» Your task: Repeat every line of the items below from the line containing "the white suv" through the end, inclusive, with the requests left unchanged. Give only those lines, rescaling each coordinate in the answers by multiplying it by 2.4 and rounding to a whole number, with halves rounded up.

════════

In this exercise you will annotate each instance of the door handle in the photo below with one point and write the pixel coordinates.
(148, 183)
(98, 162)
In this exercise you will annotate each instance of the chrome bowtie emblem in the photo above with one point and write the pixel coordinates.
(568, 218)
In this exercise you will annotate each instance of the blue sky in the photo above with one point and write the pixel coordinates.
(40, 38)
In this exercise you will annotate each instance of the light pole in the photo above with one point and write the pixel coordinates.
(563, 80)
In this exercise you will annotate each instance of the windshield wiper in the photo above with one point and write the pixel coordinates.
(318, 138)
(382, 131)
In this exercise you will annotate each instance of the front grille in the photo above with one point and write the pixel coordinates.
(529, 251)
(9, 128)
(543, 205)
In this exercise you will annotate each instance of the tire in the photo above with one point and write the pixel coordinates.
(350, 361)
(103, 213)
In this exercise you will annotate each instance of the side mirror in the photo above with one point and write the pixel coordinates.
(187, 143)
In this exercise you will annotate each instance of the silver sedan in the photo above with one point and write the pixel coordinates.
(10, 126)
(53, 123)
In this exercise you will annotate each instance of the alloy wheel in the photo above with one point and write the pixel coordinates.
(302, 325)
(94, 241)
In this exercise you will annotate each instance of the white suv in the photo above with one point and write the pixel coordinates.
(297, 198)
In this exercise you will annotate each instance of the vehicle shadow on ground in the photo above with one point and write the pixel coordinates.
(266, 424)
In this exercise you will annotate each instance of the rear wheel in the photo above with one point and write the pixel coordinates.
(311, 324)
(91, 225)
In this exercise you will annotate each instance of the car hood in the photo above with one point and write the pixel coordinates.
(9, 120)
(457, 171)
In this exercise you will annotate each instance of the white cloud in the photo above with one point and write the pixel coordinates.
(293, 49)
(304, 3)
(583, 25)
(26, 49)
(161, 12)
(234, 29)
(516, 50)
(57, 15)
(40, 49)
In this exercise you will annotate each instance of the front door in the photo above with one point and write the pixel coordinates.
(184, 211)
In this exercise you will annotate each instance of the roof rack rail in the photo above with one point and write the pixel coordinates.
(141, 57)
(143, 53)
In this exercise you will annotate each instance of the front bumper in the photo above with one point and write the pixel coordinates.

════════

» Complete output:
In this exercise you will annotate each instance of the white suv in the photo above with one point and write the pixel coordinates.
(713, 475)
In this exercise you will annotate each instance of the vehicle shadow on ground in the photo above with one point and write the pixel coordinates.
(638, 1018)
In this exercise you will annotate each instance of the rear wheel in the photo above with one point and write the pixel coordinates.
(746, 778)
(218, 540)
In this exercise you will annotate each instance of the car hood in the photo above with one point and write the pixel coordinates.
(22, 288)
(1097, 410)
In this exercise you will annotate each instance of the white cloud in the photo above with one point and write the pixel coordinates.
(703, 118)
(730, 7)
(1399, 60)
(62, 118)
(386, 29)
(562, 70)
(1238, 120)
(137, 36)
(96, 118)
In this exercise you will annotate each instance of the front door in the photo above with one point and write the pixel coordinates.
(442, 506)
In this exercise you will annotate each instance of the roof rack rail in the photo above with one point and write the pixel coordinates.
(338, 137)
(343, 127)
In this exercise you will annotate each instance of the front bumper in the photo above with one point and write the pixel coordinates.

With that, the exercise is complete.